## ASSIGNED TASK
Every line with the string "metal" must be copied from the entries below.

## MATERIAL PROVIDED
=======

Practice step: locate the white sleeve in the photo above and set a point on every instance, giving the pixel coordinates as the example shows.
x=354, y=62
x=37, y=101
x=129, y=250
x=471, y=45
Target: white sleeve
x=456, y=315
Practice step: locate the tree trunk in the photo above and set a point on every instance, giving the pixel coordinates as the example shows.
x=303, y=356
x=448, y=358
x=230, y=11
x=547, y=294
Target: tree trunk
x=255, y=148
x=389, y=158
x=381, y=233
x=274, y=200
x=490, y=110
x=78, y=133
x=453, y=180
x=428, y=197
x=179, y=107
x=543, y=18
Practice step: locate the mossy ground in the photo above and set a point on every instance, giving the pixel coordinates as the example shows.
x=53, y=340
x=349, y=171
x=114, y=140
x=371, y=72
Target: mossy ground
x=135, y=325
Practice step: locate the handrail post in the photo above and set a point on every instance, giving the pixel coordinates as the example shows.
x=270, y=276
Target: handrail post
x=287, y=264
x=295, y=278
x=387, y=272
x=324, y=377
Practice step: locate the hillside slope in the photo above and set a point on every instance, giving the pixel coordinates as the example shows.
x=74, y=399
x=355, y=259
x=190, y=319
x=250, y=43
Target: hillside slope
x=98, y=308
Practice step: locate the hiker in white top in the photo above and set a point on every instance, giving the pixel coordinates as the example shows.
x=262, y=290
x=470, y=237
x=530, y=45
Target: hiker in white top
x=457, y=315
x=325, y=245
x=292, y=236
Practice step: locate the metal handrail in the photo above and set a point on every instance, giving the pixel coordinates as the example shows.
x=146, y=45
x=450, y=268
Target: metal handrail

=======

## RESULT OF THE TASK
Practice step: locate the metal handrail in the photo above and set a point on every instance, giving the pixel coordinates as the example shows.
Target: metal handrail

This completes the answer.